Trascrivi come elenco numerato tutte le righe dei record che seguono, saltando le righe vuote. Escludi le immagini dalla risposta.
⟨
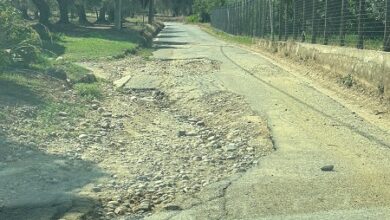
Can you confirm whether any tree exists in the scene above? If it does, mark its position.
[75,0,89,24]
[148,0,154,24]
[57,0,72,24]
[115,0,122,30]
[32,0,50,24]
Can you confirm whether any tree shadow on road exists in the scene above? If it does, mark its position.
[0,130,106,220]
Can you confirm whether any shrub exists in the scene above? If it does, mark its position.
[74,83,102,98]
[186,15,200,23]
[0,1,41,68]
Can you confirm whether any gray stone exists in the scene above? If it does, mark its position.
[137,201,152,212]
[103,112,112,118]
[196,121,205,127]
[58,112,68,117]
[321,165,334,172]
[177,131,187,137]
[164,204,182,211]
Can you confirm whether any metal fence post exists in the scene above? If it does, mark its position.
[340,0,345,46]
[269,0,275,41]
[278,0,283,41]
[284,0,288,41]
[356,0,365,49]
[293,0,298,40]
[301,0,306,42]
[383,0,390,52]
[324,0,329,45]
[311,0,317,44]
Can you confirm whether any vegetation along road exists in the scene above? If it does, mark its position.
[148,23,390,219]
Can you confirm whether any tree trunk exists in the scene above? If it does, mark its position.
[57,0,69,24]
[324,0,329,45]
[75,2,89,24]
[20,7,31,20]
[311,0,317,44]
[383,0,390,52]
[148,0,154,24]
[32,0,50,24]
[356,0,365,49]
[96,5,107,24]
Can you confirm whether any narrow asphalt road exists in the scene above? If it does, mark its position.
[151,23,390,219]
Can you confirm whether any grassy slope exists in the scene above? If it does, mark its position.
[0,22,142,138]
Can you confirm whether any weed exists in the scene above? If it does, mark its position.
[378,84,385,95]
[341,74,353,88]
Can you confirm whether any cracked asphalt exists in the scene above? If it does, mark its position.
[149,23,390,219]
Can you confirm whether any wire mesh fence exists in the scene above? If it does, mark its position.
[211,0,390,51]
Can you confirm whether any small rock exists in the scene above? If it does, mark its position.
[107,201,119,207]
[114,207,125,215]
[164,204,182,211]
[196,121,205,127]
[100,121,110,129]
[137,201,152,212]
[193,156,202,161]
[58,112,68,117]
[103,112,112,118]
[91,104,99,110]
[207,136,216,141]
[321,165,334,172]
[98,107,105,113]
[226,143,237,151]
[186,131,198,137]
[130,96,137,102]
[92,186,102,192]
[56,56,64,61]
[79,134,88,139]
[177,131,187,137]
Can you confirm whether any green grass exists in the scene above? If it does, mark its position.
[74,83,102,99]
[61,36,137,61]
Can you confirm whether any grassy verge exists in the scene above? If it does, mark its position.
[0,72,88,136]
[199,24,253,45]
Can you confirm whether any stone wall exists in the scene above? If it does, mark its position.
[256,39,390,98]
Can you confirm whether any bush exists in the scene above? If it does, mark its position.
[0,2,41,68]
[74,83,102,98]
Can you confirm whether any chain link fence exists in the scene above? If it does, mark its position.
[211,0,390,51]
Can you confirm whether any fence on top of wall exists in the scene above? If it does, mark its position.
[211,0,390,52]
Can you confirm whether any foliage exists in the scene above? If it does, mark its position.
[186,15,200,23]
[74,83,102,99]
[0,2,41,68]
[193,0,226,22]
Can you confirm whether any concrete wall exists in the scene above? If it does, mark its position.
[257,39,390,99]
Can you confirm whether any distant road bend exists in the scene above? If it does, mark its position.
[150,23,390,219]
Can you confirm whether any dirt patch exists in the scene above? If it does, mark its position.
[0,57,273,219]
[244,40,390,134]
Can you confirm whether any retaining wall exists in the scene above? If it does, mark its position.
[256,39,390,99]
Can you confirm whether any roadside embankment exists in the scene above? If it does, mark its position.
[256,39,390,99]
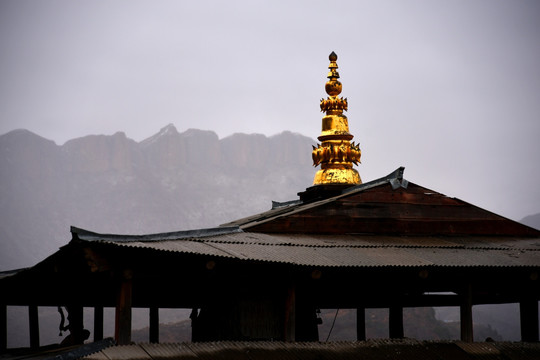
⟩
• **RISULTATO**
1. Can you confirm whether any tree exists in the scene above? If it does, mark its position.
2. [75,0,89,24]
3. [148,0,154,24]
4. [57,0,72,24]
5. [115,0,122,30]
6. [32,0,50,24]
7. Can you confirm whether any tree shadow on road exists in the scene above? If it does, mark its position.
8. [0,130,106,220]
9. Can you confirm whether any shrub exists in the scene above? If it does, mark its position.
10. [74,83,102,98]
11. [186,15,200,23]
12. [0,1,41,68]
13. Can you confirm whether any gray stone exists in the scene above? If it does, mark its position.
14. [137,201,152,212]
15. [103,112,112,118]
16. [196,121,205,127]
17. [58,112,68,117]
18. [321,165,334,172]
19. [177,131,187,137]
20. [164,204,182,211]
21. Can you confirm whether any metal fence post exists in the scene above? If it does, mark its position.
22. [340,0,345,46]
23. [269,0,275,41]
24. [278,0,283,41]
25. [284,0,288,41]
26. [356,0,365,49]
27. [293,0,298,40]
28. [301,0,306,42]
29. [383,0,390,52]
30. [324,0,329,45]
31. [311,0,317,44]
32. Can you confirm whether any vegetation along road exists in the scene above? If it does, mark its position.
33. [148,23,390,219]
34. Can you confirm whether any tree trunk exists in the scene above? If it does, mark its position.
35. [57,0,69,24]
36. [324,0,329,45]
37. [75,2,89,24]
38. [20,7,31,20]
39. [311,0,317,44]
40. [383,0,390,52]
41. [148,0,154,24]
42. [32,0,50,24]
43. [356,0,365,49]
44. [96,5,107,24]
45. Can you confirm whether any narrow asphalt road exists in the scene above? If it does, mark its position.
46. [151,23,390,219]
47. Can you confirm whether any grassy slope exists in the scene above? If it does, mark its position.
48. [0,22,142,138]
49. Can you confirm whether any weed exists in the scene above? If it does, mark its position.
50. [378,84,385,95]
51. [341,74,353,88]
52. Can you confirm whether any cracked asphalt exists in the scene above? If it does, mark its position.
53. [149,23,390,219]
54. Can you confirm whether any wire mesh fence exists in the scene above? If it does, mark its position.
55. [211,0,390,51]
56. Can you confirm whether any small rock exists in the scene above? If it does, mark its position.
57. [107,201,119,207]
58. [114,207,125,215]
59. [164,204,182,211]
60. [196,121,205,127]
61. [100,121,110,129]
62. [137,201,152,212]
63. [193,156,202,161]
64. [58,112,68,117]
65. [103,112,112,118]
66. [91,104,99,110]
67. [207,136,216,141]
68. [321,165,334,172]
69. [98,107,105,113]
70. [226,143,237,151]
71. [186,131,198,137]
72. [130,96,137,102]
73. [92,186,102,192]
74. [56,56,64,61]
75. [79,134,88,139]
76. [177,131,187,137]
77. Can you confirm whether any green grass exists in the scene above? If it does, mark its position.
78. [74,83,102,99]
79. [61,36,137,61]
80. Can you confirm whether any grassy verge exists in the scene above? If it does, mark its position.
81. [0,72,88,136]
82. [199,24,253,45]
83. Can you confirm whether any stone wall exists in the scene above? If it does, mark its position.
84. [256,39,390,98]
85. Can you confirm whether any bush exists in the scene above? If it does, mark its position.
86. [0,2,41,68]
87. [74,83,102,98]
88. Can you confirm whether any chain link fence exists in the scene above? If it does, mark its position.
89. [211,0,390,51]
90. Can you confirm whether any fence on top of wall exists in the scene above? If it does, mark its position.
91. [211,0,390,52]
92. Can you confirm whether any foliage exists in the scene above? If it does, mark its position.
93. [186,15,200,23]
94. [74,83,102,99]
95. [0,2,41,68]
96. [193,0,226,22]
97. Can you confirm whether any concrete wall exists in the scene above? If it does, mark its position.
98. [257,39,390,99]
99. Can you confirm whether any distant road bend exists in the scene above? If it does, mark its position.
100. [150,23,390,219]
101. Can you confirm whether any dirt patch exists in the scene above? If it does, mark its position.
102. [0,57,273,219]
103. [244,40,390,134]
104. Can you confirm whether any retaining wall exists in the scene above? If it does, mark its position.
105. [256,39,390,99]
106. Can you confirm whether any roadside embankment exists in the scene above? If it does, mark its position.
107. [256,39,390,99]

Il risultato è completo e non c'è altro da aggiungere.